Work required -> Please take the lines from the one holding "Target: woman's ankle" through the one holding "One point per instance, each like (136, 1089)." in the data below and copy them exactly.
---------------
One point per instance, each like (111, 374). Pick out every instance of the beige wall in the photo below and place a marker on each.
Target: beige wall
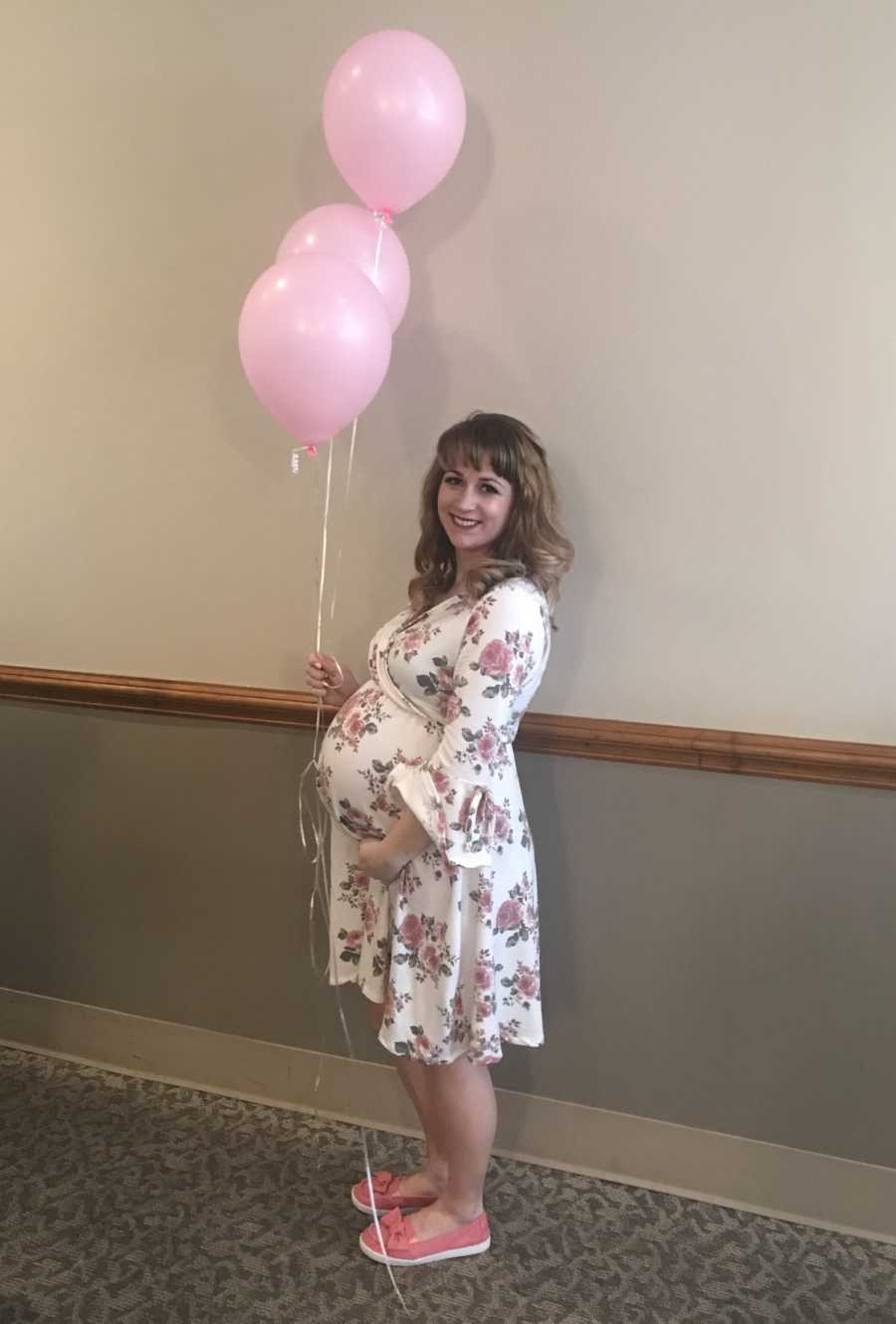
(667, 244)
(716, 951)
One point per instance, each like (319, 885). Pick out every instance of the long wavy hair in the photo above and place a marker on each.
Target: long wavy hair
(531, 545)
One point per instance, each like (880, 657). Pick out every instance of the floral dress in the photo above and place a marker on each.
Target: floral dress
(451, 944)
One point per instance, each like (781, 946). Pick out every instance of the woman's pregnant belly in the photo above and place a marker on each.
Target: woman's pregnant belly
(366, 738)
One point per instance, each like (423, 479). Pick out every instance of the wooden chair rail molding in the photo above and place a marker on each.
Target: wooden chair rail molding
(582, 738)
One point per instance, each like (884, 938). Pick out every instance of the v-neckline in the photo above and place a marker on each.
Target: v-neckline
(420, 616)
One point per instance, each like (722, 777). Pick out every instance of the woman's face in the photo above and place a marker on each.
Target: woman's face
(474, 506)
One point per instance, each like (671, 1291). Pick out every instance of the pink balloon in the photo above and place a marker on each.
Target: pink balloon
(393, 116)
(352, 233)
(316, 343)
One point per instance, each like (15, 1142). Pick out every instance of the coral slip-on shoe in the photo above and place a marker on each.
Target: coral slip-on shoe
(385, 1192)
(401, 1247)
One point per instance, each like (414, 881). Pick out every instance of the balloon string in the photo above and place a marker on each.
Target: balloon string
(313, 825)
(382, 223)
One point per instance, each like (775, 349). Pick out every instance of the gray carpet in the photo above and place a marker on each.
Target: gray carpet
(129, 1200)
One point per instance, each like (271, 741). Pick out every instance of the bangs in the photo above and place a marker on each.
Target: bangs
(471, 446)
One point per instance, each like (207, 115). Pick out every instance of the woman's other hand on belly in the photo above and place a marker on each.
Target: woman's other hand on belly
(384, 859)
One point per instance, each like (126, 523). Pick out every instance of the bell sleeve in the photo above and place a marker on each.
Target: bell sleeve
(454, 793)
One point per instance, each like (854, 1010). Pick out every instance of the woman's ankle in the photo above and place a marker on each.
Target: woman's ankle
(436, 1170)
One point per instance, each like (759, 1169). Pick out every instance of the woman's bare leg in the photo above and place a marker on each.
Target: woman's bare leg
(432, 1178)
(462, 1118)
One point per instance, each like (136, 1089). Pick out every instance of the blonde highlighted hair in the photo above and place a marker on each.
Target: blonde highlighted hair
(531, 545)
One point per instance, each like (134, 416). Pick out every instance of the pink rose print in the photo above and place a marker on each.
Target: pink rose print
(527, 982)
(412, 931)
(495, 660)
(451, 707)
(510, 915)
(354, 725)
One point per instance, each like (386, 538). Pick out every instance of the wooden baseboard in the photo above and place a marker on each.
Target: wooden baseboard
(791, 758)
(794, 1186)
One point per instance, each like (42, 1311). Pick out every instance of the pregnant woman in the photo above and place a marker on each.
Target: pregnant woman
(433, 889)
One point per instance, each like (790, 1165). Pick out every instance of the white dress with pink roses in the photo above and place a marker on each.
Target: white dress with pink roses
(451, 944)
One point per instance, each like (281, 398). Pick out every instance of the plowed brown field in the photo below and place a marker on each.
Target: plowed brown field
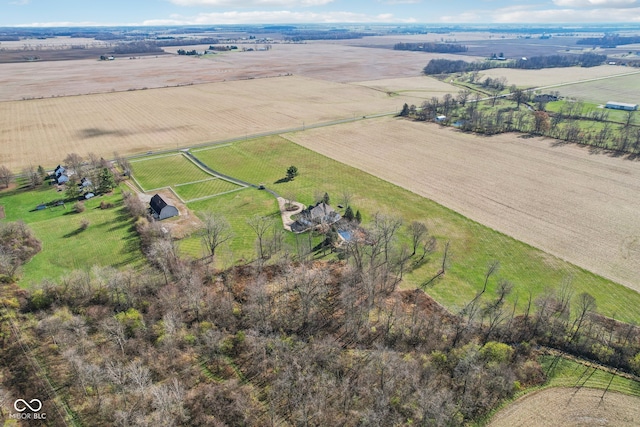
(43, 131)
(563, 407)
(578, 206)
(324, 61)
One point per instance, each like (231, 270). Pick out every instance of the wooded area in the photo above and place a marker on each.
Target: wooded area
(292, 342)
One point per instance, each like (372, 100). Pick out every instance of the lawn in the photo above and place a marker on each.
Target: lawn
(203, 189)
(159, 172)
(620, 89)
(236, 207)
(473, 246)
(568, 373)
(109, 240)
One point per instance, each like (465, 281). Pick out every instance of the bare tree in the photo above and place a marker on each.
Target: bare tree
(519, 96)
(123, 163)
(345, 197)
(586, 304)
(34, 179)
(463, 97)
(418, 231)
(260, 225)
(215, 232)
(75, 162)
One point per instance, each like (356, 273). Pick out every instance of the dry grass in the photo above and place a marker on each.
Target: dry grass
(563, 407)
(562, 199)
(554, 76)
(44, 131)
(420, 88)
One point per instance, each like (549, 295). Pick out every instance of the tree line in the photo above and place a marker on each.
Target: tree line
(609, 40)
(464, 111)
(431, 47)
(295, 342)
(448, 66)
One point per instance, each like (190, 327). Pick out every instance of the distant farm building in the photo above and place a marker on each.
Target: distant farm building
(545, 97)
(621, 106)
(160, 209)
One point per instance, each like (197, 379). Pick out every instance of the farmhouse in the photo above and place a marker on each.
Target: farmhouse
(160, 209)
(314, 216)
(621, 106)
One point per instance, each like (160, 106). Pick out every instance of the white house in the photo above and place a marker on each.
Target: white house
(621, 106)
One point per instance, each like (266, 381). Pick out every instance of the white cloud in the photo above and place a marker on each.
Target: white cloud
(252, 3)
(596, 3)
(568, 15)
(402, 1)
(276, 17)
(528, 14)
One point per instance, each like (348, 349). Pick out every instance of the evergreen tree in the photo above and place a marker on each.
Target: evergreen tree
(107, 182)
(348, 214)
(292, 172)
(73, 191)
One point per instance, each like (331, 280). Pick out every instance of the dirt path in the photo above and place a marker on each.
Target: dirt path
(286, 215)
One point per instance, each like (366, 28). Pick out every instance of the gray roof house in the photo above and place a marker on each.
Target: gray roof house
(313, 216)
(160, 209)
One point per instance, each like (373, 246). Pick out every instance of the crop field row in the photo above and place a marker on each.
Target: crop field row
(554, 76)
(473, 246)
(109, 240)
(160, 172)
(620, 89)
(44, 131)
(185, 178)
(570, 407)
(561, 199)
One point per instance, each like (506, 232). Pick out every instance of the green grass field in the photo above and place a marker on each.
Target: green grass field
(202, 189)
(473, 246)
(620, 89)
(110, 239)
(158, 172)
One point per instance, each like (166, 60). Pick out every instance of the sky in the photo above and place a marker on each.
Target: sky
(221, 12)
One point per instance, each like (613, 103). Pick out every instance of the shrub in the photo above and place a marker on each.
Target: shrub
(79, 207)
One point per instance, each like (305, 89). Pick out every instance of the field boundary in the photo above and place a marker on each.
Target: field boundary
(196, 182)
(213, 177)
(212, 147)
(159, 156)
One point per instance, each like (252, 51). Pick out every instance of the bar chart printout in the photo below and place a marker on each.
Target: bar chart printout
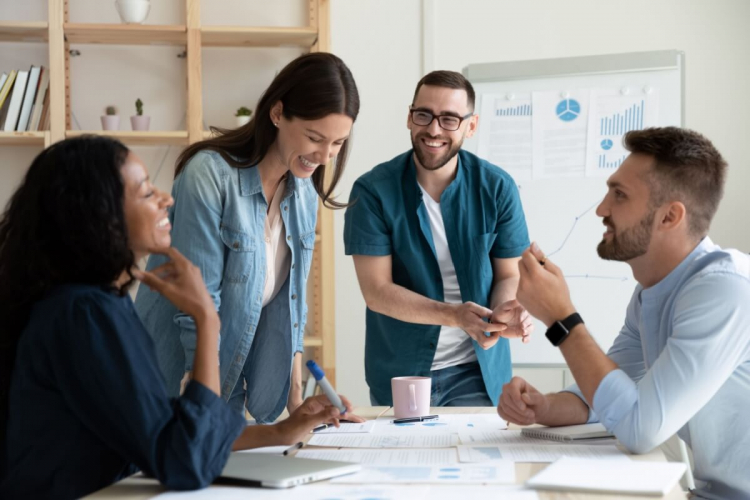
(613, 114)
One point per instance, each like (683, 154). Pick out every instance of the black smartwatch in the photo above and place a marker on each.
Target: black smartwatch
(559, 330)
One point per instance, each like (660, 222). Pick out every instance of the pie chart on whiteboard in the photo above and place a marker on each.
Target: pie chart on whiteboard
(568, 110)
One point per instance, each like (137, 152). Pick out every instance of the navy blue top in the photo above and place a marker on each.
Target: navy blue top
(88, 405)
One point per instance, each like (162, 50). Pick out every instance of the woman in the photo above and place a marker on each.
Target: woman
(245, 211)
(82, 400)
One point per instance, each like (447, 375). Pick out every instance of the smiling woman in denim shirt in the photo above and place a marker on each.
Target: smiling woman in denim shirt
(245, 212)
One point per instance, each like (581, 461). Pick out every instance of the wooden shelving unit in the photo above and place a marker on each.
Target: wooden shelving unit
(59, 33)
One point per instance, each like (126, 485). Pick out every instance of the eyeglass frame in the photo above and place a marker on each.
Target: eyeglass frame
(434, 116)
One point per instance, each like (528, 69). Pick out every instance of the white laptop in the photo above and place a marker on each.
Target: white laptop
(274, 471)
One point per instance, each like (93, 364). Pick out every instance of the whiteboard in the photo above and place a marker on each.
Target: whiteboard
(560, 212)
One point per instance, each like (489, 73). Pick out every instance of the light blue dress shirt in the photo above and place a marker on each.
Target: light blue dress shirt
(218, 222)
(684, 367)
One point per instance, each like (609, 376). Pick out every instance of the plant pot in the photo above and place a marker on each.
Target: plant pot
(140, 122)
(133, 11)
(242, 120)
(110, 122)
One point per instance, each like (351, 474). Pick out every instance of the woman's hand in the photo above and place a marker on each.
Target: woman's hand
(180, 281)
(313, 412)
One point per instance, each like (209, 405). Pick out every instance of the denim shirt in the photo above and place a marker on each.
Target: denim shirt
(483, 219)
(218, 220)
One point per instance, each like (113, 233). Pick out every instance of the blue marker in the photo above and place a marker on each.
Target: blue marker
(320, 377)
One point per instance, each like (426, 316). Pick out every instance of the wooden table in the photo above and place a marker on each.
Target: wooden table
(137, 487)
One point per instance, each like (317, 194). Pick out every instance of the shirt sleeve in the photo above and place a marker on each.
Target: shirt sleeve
---------------
Exercise output ->
Target: woman's ankle
(436, 1170)
One point per instance, each like (759, 1169). Pick out every instance of the woman's bare leg in the photo above and place a marker on each.
Target: woman's bare leg
(432, 1178)
(462, 1118)
One point per instance, each like (136, 1089). Pick out every instance of the blonde highlighted hair in the photo above and place a marker on each.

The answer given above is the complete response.